→ **Exercise task**:
Locate each line in the data below that contains the word "ceramic", and copy those lines.

[Start of Listed records]

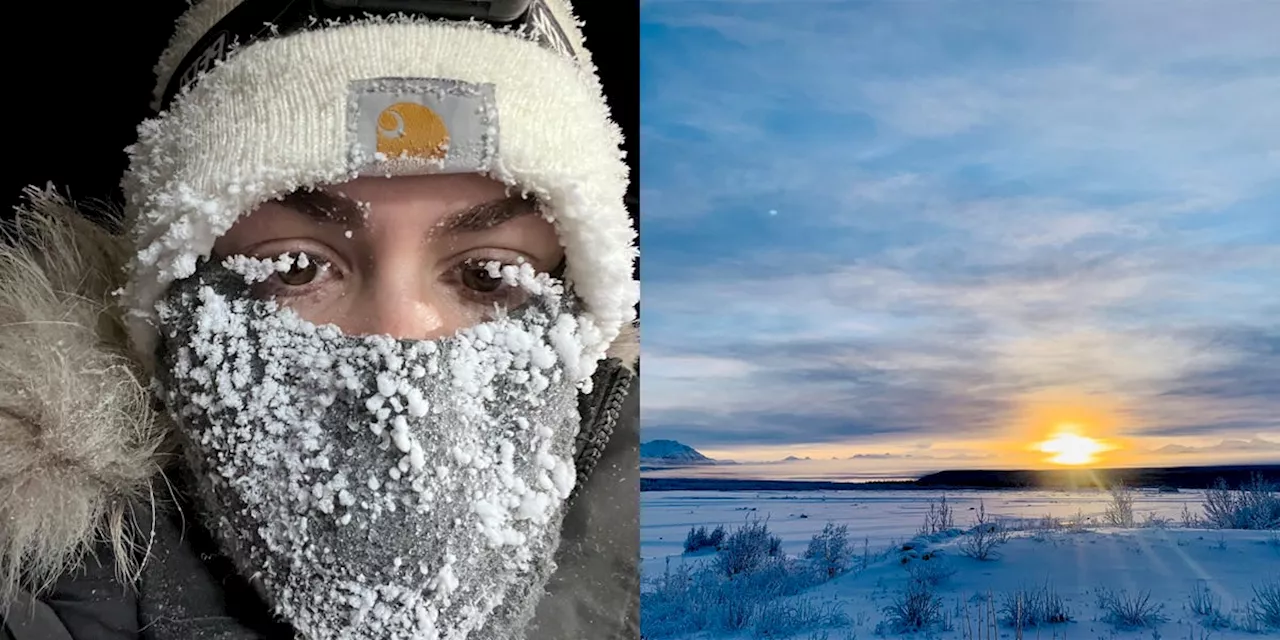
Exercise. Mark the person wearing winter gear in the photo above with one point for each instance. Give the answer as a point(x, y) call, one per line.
point(361, 362)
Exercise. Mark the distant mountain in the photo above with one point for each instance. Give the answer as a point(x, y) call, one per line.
point(671, 453)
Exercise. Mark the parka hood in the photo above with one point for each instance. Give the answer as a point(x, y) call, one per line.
point(82, 443)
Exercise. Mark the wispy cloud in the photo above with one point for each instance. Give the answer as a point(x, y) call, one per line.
point(882, 222)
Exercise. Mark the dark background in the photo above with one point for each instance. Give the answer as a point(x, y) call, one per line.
point(81, 77)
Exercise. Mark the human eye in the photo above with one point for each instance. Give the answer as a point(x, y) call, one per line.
point(479, 279)
point(298, 273)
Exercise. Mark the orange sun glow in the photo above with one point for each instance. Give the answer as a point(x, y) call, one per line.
point(1069, 447)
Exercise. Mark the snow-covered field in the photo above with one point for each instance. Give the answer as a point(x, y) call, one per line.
point(1057, 539)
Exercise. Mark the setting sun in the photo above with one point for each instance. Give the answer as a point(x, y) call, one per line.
point(1069, 448)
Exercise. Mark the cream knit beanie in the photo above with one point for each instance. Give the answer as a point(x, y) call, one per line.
point(254, 118)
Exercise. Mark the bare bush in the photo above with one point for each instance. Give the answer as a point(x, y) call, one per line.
point(1029, 608)
point(1208, 607)
point(699, 538)
point(938, 519)
point(746, 548)
point(1127, 611)
point(915, 608)
point(1265, 606)
point(982, 540)
point(1255, 506)
point(1191, 520)
point(931, 570)
point(1120, 508)
point(830, 551)
point(787, 618)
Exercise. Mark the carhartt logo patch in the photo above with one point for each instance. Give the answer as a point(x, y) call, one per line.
point(439, 126)
point(412, 129)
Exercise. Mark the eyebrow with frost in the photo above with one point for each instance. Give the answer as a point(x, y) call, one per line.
point(328, 208)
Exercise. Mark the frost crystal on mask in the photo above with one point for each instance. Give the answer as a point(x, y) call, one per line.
point(378, 488)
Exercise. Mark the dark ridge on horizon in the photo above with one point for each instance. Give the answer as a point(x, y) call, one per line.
point(1150, 478)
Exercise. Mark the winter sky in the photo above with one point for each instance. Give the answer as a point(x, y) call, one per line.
point(912, 231)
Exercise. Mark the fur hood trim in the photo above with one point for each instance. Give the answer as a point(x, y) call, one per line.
point(80, 438)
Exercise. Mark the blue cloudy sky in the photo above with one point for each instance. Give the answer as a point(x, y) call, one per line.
point(932, 228)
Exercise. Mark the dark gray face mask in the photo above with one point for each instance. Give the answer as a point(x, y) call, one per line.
point(376, 488)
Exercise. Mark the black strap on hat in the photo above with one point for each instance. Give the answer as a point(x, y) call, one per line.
point(263, 19)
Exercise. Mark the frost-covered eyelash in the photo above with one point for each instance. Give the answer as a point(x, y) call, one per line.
point(259, 270)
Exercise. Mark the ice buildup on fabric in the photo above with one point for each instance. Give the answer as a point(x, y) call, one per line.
point(373, 502)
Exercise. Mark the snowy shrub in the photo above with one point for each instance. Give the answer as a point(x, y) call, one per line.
point(787, 618)
point(716, 538)
point(1255, 506)
point(696, 539)
point(699, 539)
point(931, 568)
point(667, 608)
point(914, 608)
point(685, 600)
point(830, 551)
point(1265, 606)
point(1153, 521)
point(1120, 508)
point(981, 542)
point(746, 548)
point(938, 519)
point(1123, 611)
point(1203, 603)
point(1027, 608)
point(1191, 520)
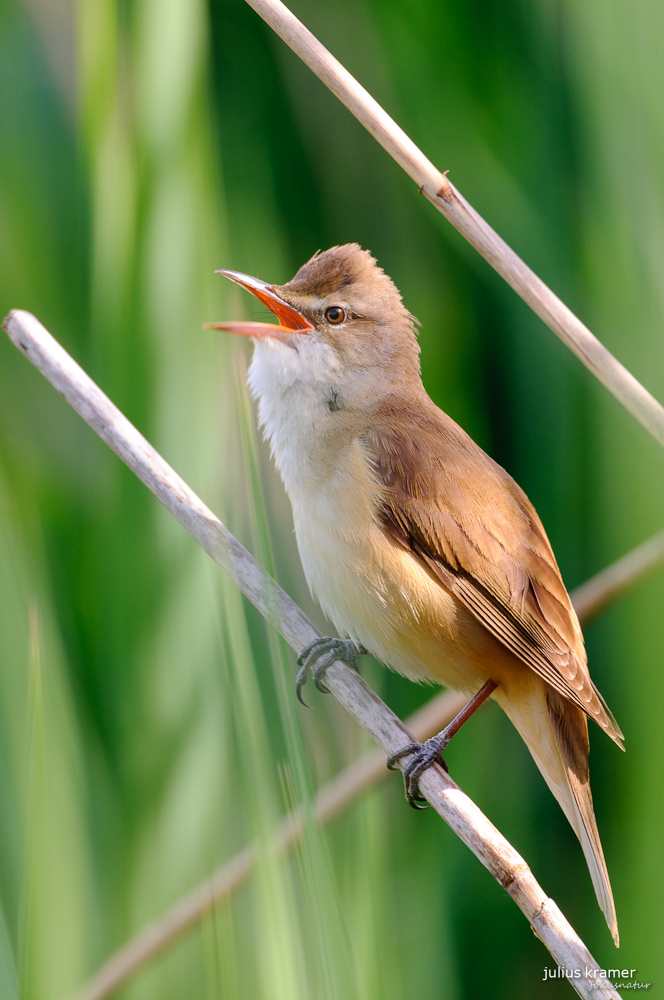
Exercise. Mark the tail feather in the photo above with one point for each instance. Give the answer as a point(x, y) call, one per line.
point(556, 733)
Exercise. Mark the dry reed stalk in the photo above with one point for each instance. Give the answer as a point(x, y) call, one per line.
point(442, 793)
point(451, 203)
point(338, 794)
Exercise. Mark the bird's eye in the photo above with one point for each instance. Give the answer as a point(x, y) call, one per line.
point(335, 315)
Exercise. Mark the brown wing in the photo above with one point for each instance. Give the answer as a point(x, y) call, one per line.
point(470, 523)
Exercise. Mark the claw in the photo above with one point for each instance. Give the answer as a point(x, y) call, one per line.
point(423, 756)
point(315, 658)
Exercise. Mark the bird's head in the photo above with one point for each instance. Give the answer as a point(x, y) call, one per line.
point(343, 332)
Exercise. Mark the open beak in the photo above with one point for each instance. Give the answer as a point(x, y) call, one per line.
point(290, 320)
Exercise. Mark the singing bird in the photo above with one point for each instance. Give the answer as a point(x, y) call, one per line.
point(418, 546)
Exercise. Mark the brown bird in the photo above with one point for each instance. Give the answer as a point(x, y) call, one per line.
point(417, 545)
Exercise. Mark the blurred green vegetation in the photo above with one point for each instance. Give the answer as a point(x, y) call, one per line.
point(148, 727)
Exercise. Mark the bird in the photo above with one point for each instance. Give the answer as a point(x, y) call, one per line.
point(417, 545)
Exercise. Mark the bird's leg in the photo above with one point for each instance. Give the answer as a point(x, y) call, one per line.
point(425, 754)
point(317, 657)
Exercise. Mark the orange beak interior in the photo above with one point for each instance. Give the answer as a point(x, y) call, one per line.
point(290, 320)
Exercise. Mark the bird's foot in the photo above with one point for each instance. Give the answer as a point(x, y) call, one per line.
point(423, 756)
point(315, 658)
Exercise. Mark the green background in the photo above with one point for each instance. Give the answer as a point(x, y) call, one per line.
point(148, 728)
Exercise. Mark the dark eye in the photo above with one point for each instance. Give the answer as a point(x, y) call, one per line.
point(335, 314)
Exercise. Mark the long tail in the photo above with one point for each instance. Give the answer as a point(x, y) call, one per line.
point(556, 733)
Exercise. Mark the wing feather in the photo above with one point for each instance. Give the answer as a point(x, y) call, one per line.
point(469, 522)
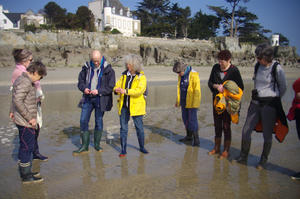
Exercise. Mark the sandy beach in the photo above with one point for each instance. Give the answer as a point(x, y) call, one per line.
point(171, 169)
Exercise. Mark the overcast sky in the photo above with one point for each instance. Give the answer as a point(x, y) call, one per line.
point(277, 15)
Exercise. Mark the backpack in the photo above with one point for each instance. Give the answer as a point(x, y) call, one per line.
point(273, 73)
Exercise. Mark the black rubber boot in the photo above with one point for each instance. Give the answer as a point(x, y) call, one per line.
point(196, 140)
point(26, 174)
point(123, 141)
point(245, 148)
point(97, 139)
point(264, 156)
point(85, 137)
point(188, 137)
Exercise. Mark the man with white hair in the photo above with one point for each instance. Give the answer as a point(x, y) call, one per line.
point(96, 81)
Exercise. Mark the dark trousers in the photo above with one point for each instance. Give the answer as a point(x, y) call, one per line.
point(222, 122)
point(297, 118)
point(257, 112)
point(27, 141)
point(189, 117)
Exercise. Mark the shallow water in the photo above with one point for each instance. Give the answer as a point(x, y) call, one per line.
point(171, 170)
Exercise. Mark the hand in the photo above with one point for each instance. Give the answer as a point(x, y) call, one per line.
point(220, 88)
point(11, 116)
point(94, 92)
point(32, 122)
point(122, 91)
point(87, 91)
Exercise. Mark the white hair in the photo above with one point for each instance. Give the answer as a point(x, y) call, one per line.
point(135, 61)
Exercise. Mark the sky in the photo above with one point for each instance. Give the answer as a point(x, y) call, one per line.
point(279, 16)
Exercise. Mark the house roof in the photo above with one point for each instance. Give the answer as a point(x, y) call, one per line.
point(115, 3)
point(13, 17)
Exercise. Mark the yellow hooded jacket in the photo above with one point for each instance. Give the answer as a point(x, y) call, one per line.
point(137, 104)
point(193, 96)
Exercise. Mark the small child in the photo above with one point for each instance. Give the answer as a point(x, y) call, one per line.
point(24, 107)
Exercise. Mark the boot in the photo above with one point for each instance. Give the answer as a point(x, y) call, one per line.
point(36, 152)
point(85, 137)
point(216, 149)
point(26, 174)
point(123, 141)
point(264, 156)
point(97, 139)
point(188, 137)
point(141, 143)
point(196, 141)
point(225, 153)
point(245, 148)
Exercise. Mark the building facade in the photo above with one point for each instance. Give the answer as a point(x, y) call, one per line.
point(111, 14)
point(9, 20)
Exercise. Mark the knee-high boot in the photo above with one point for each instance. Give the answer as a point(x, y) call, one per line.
point(123, 141)
point(97, 139)
point(264, 156)
point(217, 146)
point(245, 148)
point(196, 140)
point(85, 137)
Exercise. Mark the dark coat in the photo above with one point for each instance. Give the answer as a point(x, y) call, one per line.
point(107, 84)
point(233, 74)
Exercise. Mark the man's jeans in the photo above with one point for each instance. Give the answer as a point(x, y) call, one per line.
point(86, 112)
point(138, 123)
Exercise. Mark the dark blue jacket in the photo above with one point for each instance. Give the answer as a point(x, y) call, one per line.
point(107, 84)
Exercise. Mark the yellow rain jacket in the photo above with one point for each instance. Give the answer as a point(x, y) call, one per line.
point(137, 104)
point(230, 100)
point(193, 96)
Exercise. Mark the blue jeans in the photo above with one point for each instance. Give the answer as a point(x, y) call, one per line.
point(189, 117)
point(27, 142)
point(86, 112)
point(138, 123)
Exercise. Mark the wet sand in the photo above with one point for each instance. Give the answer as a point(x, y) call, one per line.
point(171, 169)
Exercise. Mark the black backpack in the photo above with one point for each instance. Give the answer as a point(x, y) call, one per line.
point(273, 72)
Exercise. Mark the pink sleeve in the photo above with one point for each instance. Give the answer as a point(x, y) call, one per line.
point(16, 73)
point(37, 85)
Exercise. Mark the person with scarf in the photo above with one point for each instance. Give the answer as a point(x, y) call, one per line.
point(96, 81)
point(294, 114)
point(131, 88)
point(220, 73)
point(23, 58)
point(265, 106)
point(189, 98)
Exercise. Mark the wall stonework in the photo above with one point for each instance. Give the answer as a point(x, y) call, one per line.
point(71, 49)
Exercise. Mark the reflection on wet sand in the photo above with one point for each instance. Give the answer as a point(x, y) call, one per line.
point(171, 170)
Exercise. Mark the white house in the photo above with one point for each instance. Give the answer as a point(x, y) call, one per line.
point(31, 18)
point(112, 14)
point(9, 20)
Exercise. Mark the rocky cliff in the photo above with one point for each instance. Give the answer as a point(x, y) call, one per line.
point(71, 49)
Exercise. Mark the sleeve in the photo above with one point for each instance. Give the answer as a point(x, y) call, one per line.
point(140, 89)
point(281, 80)
point(238, 79)
point(81, 81)
point(19, 95)
point(108, 88)
point(211, 79)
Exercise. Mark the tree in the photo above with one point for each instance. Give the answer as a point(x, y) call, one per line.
point(152, 14)
point(203, 26)
point(86, 19)
point(55, 14)
point(283, 41)
point(227, 17)
point(179, 18)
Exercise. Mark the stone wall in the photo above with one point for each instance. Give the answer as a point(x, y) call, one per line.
point(71, 49)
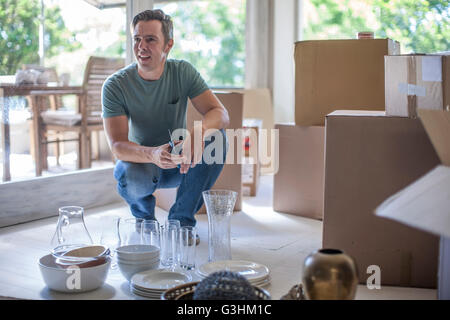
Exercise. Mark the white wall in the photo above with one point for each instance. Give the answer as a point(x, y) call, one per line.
point(285, 32)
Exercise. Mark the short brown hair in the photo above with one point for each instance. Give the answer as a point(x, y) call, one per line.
point(166, 21)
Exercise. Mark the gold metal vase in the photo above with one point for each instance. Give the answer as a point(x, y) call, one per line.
point(329, 274)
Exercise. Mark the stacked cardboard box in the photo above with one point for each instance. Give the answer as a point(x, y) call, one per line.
point(417, 81)
point(425, 203)
point(298, 185)
point(329, 75)
point(339, 74)
point(368, 157)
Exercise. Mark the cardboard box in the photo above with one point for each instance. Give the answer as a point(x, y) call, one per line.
point(339, 74)
point(368, 157)
point(231, 175)
point(416, 81)
point(258, 105)
point(250, 165)
point(298, 186)
point(425, 203)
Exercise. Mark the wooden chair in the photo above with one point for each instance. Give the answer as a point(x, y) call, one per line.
point(52, 103)
point(96, 71)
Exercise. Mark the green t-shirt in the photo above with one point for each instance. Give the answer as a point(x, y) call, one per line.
point(152, 107)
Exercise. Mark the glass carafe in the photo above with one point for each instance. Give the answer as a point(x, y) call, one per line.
point(219, 207)
point(71, 228)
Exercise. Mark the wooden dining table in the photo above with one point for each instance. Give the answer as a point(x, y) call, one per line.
point(38, 95)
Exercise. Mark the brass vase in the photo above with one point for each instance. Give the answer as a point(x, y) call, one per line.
point(329, 274)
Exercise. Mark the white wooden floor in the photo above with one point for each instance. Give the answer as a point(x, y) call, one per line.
point(280, 241)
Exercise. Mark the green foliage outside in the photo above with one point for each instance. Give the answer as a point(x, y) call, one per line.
point(19, 34)
point(421, 26)
point(211, 36)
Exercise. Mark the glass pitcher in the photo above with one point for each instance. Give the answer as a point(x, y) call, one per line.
point(70, 228)
point(219, 207)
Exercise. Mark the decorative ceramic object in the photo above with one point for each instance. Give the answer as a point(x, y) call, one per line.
point(329, 274)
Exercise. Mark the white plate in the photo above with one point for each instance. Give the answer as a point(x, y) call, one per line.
point(251, 270)
point(159, 279)
point(261, 283)
point(145, 294)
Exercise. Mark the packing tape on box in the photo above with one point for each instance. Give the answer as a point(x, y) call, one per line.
point(432, 68)
point(412, 89)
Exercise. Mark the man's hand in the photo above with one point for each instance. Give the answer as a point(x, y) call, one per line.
point(193, 147)
point(164, 159)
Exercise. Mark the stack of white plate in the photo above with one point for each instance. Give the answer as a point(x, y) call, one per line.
point(132, 259)
point(153, 283)
point(257, 274)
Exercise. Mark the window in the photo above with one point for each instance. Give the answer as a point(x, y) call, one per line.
point(419, 26)
point(211, 35)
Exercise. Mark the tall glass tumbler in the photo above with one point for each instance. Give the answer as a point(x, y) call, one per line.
point(187, 239)
point(219, 207)
point(71, 228)
point(169, 245)
point(130, 231)
point(151, 233)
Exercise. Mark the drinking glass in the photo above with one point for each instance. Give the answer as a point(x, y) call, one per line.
point(70, 228)
point(187, 237)
point(219, 207)
point(150, 233)
point(110, 236)
point(169, 245)
point(130, 231)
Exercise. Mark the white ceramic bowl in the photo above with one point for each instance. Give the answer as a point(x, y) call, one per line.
point(128, 270)
point(137, 252)
point(72, 280)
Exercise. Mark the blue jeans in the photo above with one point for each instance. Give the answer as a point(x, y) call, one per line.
point(138, 181)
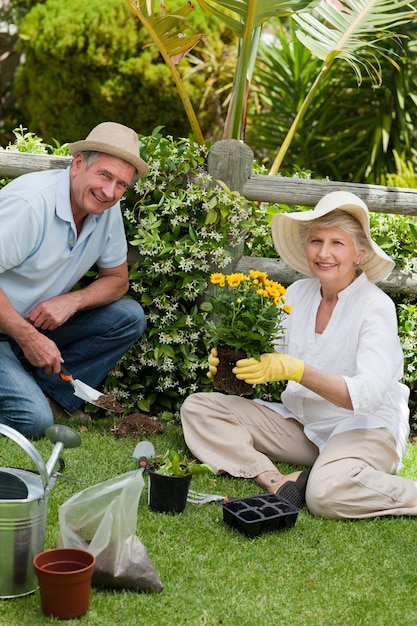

[End of Listed records]

→ **Answer for the task**:
Exercise. Mark the decorative ceramic object in the photo above with one point for each instance. Give the answer as a point(x, y) call, one per line.
Exercise. Mark the white ceramic bowl in the photo above with one point for each instance. Give the answer as a point(x, y) call, one per line.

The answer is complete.